__Tasks to complete__
1/ Summarize the blog post on Bush's climate goals in two sentences.
2/ Extend the blog post on Bush's climate goals, picking up after its last sentence.

__Selected extract__
Power And Dollar

What Can Non-Profits Do For Climate Change?

Bush announced his goals on climate change.  Sierra Club already says Bush’s plan will require a miracle to save our planet.  Even McCain’s ideas are more agressive than Bush’s.  Very little is said about climate change in yesterday’s Pennsylvania presidential debate between Clinton and Obama.  Why is Bush anouncing something so useless and so late?   Is it part of his last minute legacy plan?  How does it relate to my non-profit organization when it is not an advocate of climate change?

This is his stall tactics. 

Getting a bill passed requires a process in the congress and senate.  It goes through committee, agenda arrangement, scope definition, text proof reading among members and aides, negotiation among members, parties and administration.  By providing something (anything), it takes off some of this momentum to his goals. 

Bush realizes that something will get passed in the next administration.  But providing something so vague, he can drag the bargain wide open for the next round of lobbying and thus provide a possibility of pushing a resolution less aggressive than it otherwise would be. 

In other words, he is not aiming for any kind of success.  He is aiming for a pay back to his constituence.  He is not even aiming for a legacy.

However, one point is worth noting: if Bush recognizes the need to address this issue, it will be difficult for anyone in the future to deny climate change.  The remaining question will be what and how: what should be done and how to get it done.

A lot of attention will be focused on what the emission will be.  However, the how question will affect more people in a wider range than media will be able to focus on.  Advocacy groups/nonprofit organizations representing interests not directly affected by the emission will have to pay attention on the how question.  Unfortunately, since media do not focus on the how part, advocacy groups and nonprofit usually lose their sight of it. Here are two examples to achieve the same goal with different implementations and their corresponding effects outside of pollution.

__Excerpted records__
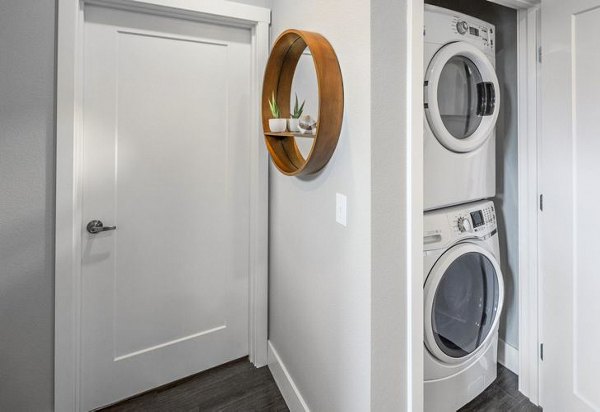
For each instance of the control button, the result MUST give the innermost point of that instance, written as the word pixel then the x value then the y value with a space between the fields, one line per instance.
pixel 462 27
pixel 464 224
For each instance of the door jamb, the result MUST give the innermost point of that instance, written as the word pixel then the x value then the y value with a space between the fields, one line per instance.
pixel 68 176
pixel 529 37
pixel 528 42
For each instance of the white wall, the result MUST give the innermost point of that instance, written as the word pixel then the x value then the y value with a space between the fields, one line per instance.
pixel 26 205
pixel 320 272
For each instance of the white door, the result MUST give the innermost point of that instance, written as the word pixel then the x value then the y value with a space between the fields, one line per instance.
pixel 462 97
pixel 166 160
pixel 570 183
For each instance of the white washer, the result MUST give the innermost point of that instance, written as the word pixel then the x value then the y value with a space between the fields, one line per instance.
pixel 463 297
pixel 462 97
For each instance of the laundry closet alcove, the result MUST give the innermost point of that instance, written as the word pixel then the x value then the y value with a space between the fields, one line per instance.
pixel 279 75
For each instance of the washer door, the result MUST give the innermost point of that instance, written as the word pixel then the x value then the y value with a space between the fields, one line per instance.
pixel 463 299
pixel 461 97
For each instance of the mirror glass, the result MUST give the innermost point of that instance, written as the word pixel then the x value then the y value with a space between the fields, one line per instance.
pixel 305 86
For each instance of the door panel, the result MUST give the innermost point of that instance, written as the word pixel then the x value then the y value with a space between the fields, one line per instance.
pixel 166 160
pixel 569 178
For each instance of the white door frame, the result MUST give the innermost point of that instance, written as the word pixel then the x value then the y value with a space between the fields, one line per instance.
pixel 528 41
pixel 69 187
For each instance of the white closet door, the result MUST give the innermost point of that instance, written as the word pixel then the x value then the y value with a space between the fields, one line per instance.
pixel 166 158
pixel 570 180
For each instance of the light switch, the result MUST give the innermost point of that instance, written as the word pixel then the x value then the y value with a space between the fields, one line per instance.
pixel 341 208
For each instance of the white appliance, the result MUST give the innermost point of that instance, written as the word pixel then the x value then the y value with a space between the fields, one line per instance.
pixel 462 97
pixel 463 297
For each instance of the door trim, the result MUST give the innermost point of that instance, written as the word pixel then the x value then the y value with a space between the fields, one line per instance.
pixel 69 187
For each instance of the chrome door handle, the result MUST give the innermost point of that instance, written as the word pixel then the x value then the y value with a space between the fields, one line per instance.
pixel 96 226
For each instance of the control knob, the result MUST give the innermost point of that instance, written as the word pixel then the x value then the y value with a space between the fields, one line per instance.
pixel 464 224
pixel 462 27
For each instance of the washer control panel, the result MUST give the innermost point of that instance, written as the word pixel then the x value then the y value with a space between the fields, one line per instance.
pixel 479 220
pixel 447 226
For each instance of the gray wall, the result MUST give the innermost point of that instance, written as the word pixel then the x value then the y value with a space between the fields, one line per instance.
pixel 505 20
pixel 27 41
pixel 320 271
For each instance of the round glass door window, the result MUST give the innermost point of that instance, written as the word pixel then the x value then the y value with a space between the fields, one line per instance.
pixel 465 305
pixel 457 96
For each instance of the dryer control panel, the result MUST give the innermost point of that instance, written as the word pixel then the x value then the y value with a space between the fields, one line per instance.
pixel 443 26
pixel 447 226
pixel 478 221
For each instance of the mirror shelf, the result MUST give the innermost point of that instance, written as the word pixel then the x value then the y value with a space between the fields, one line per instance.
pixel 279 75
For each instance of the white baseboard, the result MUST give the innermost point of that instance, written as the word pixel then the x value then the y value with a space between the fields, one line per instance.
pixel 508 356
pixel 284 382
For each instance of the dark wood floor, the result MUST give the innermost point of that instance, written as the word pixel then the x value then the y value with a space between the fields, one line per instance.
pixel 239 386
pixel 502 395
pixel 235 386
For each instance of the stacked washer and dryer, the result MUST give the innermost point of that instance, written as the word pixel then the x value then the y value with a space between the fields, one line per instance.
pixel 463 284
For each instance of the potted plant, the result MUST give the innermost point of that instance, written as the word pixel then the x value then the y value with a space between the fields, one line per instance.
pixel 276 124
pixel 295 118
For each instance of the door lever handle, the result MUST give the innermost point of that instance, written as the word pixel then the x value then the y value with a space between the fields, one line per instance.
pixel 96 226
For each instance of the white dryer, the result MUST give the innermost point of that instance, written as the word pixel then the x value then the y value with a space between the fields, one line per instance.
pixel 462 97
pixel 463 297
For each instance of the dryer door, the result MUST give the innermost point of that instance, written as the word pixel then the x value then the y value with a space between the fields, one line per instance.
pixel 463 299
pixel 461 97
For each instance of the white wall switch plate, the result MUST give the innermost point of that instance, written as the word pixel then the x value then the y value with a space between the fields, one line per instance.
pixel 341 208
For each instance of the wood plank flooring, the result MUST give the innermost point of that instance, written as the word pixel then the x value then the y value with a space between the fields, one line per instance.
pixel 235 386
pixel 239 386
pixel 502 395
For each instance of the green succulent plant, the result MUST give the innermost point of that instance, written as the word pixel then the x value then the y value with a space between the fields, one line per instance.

__Results of the tasks__
1/ The post argues that Bush's vague, late climate change announcement is a stall tactic that takes momentum from the legislative process and leaves room for lobbying toward a less aggressive resolution in the next administration, aiming at a payback to his constituency rather than at success or a legacy. It adds that his recognition of the issue will make climate change hard to deny in the future, shifting the debate to what should be done and how, and warns that nonprofits not directly affected by emissions must watch the "how" question, which the media tend to overlook.

2/
Example: emission legislation requires enforcement.  This will increase the government budget, i.e taxes.  Who gets the worst of it? Small business since cost of compliance always takes up a higher proportion of cost than a big business.  Emission can also be achieved by placing a higher gas tax and increasing personal income tax exemption at the same time without affecting the federal government’s revenue as well as its budgeting.  And the effect will be significantly different in aspects outside of the pollution. 

The former will increase government participation in the overall economy.  The latter will not.  The latter will at the same time help elevate the tax burden on the lowest income bracket tax payers, same the $10k/year income group.  Now, the poverty group suddenly have an interest in how the goals are achieved. 

When attention is so focused on emission, attention on other pressing issues are forgotten.  That is why climate change can be percevied, as an elitest cause, as a competing interest against other interest groups, say proverty groups.  It needs not be.  In fact, groups of different causes can exploit opportunities of any issue to further its own goal without sacrificing the issue of the moment. 

And exactly because advocacy groups and nonprofit organizations may not be able to follow these legislation details as well as being not able to provide these suggestions to complement the legislation to achieve its goals (piggy bag), politicians now can service the interests of the lobbyists’ paying customers without much scrutiny.   Therefore, if the issue of the moment is to discourage a certain behaviour (pollution), then your organization can always advocate to tax that behaviour and cut taxes (or spend that same tax revenue) for your constituence (seniors, students, low income, domestic abuse victim).

Fiscal policy is boring.  However, that is the most effectively way to modify the aggregate behaviour to achieve a goal.  Aggregately, people adjust their behaviour to the most use of their budget.  Even people who do not subscribe to that specific ideology now gets taxed and contributed to the cause.  An issue completely unrelated to your organization’s goal can help you when the implementation can be compromised to your favour.  In fact, you can suddenly become an ally of any issue of the moment, if you can demonstrate you can mobilize votes to support a legislation.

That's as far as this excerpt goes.